:: Teks yang Dikaji ::

Oleh: Luky Philipi Sembiring *)
SUARAMUDA.NET, SEMARANG — Kebakaran hutan merupakan sebuah tragedi yang bukan sekedar membahas isu lingkungan, tetapi menunjukkan citra kepada dunia bahwa negara kita sudah gagal dalam menjaga warisan alam terkhusus pada Kaldera Danau Toba.
Setiap titik api yang berkobar dan menyala merupakan tangisan dari dalam bumi yang harus kita dengarkan dan harus dengan segera kita tanggapi dengan tindakan yang nyata.
Kebakaran hutan yang semakin parah dari tahun ke tahun di lingkaran Kaldera Danau Toba bukan hanya sekedar bencana alam, tetapi ini merupakan peringatan keras yang menyuarakan kerusakan lingkungan akibat ulah manusia sendiri.
Kebakaran hutan ini tidak hanya berdampak pada hilangnya ekosistem hutan sebagai penyedia oksigen di bumi dan rusaknya habitat satwa endemik, kebakaran hutan ini juga akan menimbulkan masalah kesehatan yang sangat serius termasuk ISPA yang mengancam masyarakat di sekitar arela kebakaran dan juga berdampak pada masyarakat perkotaan.
Bahaya kebakaran semakin meningkat akibat kondisi topografi bukit yang curam. Sering kali pada saat pembukaan lahan baru, penduduk melakukannya dengan membakar lahan yang dipenuhi dengan rumput ilalang yang sangat mudah terbakar dan meluas.
Selain itu, hutan indung juga sampai sekarang masih banyak dimanfaatakan oleh masyarakat yang semakin meluas. Karena mereka hanya peduli pada sisi ekonomi tetapi tidak sedikitpun melirik pada sisi konservasi.

:::
:: Kumpulan Baris ::

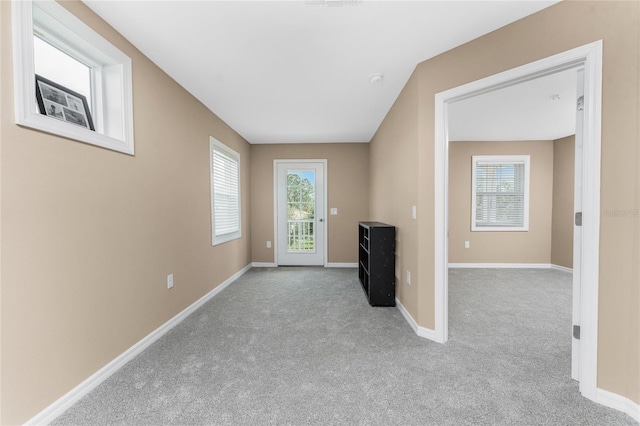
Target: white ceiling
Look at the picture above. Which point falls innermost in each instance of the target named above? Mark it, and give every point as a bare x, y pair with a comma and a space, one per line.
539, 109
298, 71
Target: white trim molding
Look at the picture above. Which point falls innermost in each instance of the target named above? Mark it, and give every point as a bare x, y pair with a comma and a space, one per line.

:::
:: Kumpulan Baris ::

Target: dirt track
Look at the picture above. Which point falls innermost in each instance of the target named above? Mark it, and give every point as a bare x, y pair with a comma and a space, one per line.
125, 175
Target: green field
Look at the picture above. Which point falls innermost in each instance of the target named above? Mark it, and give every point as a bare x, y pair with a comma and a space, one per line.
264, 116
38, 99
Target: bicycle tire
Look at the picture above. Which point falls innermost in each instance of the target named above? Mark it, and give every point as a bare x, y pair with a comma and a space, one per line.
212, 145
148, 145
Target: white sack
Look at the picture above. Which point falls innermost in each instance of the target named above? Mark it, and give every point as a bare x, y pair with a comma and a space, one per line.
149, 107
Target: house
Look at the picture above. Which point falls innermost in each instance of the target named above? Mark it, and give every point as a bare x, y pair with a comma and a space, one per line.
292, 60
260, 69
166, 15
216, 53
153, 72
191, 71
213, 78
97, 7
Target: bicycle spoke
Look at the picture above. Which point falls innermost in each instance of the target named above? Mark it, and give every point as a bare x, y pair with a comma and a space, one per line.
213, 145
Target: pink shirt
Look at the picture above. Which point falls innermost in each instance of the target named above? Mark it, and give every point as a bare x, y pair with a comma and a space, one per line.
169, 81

:::

# Tugas yang Dikerjakan
1. Menurut teks tentang kebakaran hutan di Kaldera Danau Toba, apa yang membuat bahaya kebakaran semakin meningkat?
2. Salin persis bagian teks tentang kebakaran hutan itu, mulai dari kata-kata yang memuat "Setiap titik api" dan berhenti setelah "ulah manusia sendiri.".

# Jawaban Soal
1. Kondisi topografi bukit yang curam.

2.
Setiap titik api yang berkobar dan menyala merupakan tangisan dari dalam bumi yang harus kita dengarkan dan harus dengan segera kita tanggapi dengan tindakan yang nyata.
Kebakaran hutan yang semakin parah dari tahun ke tahun di lingkaran Kaldera Danau Toba bukan hanya sekedar bencana alam, tetapi ini merupakan peringatan keras yang menyuarakan kerusakan lingkungan akibat ulah manusia sendiri.